══ Source data

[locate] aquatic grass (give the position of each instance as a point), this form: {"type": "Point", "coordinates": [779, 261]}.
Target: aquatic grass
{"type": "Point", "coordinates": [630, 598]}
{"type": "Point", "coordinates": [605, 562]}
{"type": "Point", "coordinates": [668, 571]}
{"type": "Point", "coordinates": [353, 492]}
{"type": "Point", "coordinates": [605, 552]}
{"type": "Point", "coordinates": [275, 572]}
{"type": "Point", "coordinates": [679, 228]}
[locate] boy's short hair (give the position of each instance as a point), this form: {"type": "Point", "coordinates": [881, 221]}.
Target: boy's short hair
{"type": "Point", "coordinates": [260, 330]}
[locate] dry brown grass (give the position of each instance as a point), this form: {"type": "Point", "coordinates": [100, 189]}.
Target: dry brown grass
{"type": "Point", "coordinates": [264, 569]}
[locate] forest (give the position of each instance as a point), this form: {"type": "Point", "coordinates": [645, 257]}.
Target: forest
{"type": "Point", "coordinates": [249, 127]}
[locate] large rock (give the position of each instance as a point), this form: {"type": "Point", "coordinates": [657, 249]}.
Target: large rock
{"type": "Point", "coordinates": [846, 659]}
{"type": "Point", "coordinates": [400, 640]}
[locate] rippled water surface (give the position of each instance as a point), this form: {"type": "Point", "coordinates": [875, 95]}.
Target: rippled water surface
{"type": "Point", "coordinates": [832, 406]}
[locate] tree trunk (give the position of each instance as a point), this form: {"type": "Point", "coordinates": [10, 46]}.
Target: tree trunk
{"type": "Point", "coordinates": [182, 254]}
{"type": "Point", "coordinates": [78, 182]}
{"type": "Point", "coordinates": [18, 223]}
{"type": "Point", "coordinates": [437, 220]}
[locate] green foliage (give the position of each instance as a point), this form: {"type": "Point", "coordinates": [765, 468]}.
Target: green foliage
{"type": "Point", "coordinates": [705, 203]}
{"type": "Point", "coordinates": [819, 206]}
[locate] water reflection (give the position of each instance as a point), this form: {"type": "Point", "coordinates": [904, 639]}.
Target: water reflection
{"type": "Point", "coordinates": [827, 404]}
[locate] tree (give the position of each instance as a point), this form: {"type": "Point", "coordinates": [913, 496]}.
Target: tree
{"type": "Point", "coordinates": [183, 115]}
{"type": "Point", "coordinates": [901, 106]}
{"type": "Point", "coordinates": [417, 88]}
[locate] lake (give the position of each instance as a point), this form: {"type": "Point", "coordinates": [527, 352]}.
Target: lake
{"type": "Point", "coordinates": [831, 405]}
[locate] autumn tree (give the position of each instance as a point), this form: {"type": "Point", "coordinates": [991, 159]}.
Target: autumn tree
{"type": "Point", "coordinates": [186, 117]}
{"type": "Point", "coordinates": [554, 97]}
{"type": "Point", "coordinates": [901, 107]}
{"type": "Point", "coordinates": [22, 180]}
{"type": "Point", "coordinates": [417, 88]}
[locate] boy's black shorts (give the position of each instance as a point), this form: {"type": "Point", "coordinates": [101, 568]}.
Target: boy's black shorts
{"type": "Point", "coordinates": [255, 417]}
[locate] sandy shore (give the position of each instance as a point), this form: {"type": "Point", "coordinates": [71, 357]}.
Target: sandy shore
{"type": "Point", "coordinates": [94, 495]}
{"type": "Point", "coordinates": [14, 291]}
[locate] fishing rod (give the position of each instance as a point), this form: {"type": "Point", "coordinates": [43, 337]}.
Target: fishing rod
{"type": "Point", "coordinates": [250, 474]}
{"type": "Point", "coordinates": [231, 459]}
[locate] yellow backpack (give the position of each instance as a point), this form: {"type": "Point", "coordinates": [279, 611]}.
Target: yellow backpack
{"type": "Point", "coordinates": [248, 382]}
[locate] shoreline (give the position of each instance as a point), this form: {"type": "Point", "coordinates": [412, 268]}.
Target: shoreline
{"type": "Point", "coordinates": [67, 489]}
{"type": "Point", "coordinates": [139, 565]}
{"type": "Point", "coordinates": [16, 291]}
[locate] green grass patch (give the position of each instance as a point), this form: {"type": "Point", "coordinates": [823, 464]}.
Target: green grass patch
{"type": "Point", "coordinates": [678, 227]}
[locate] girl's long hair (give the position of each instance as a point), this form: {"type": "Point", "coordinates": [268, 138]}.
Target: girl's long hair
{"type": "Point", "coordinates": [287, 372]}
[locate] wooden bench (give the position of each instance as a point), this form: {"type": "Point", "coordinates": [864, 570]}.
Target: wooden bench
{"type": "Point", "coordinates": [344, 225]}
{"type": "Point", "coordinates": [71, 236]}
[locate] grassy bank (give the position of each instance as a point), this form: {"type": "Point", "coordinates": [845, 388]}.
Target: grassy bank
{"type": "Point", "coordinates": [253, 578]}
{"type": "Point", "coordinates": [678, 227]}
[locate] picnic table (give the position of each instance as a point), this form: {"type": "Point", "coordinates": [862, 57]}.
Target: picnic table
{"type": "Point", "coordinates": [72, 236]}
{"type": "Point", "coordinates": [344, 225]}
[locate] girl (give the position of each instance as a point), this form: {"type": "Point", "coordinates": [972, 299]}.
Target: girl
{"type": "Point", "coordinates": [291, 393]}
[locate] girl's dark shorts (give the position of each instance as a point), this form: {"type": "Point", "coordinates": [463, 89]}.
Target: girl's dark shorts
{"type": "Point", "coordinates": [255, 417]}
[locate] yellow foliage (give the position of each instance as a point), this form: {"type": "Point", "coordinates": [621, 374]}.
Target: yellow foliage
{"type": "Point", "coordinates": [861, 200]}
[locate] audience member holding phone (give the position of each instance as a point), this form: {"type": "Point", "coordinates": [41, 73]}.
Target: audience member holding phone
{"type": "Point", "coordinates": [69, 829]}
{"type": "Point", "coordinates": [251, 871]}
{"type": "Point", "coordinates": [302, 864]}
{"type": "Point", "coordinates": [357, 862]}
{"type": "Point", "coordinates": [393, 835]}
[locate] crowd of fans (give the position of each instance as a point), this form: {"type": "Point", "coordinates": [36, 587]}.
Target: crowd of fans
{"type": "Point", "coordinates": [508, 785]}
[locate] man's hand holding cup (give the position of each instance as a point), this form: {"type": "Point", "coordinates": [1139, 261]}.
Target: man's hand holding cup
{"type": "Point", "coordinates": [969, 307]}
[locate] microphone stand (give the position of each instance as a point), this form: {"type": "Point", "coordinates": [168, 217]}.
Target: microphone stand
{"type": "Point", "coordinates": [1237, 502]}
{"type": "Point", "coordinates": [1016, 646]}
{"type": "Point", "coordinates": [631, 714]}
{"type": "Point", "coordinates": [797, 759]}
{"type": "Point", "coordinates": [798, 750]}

════

• **Instructions to follow**: Everything from the line with "[locate] man's hand" through the last line of the material above should be echoed exactly, and nothing else.

• **Your response**:
[locate] man's hand holding cup (give the position of each instance as a point), this form: {"type": "Point", "coordinates": [1139, 261]}.
Target: man's hand holding cup
{"type": "Point", "coordinates": [969, 307]}
[locate] microphone stand (give the position of each instance as a point), this form: {"type": "Point", "coordinates": [168, 217]}.
Target: microphone stand
{"type": "Point", "coordinates": [1237, 502]}
{"type": "Point", "coordinates": [1016, 646]}
{"type": "Point", "coordinates": [631, 714]}
{"type": "Point", "coordinates": [797, 759]}
{"type": "Point", "coordinates": [798, 750]}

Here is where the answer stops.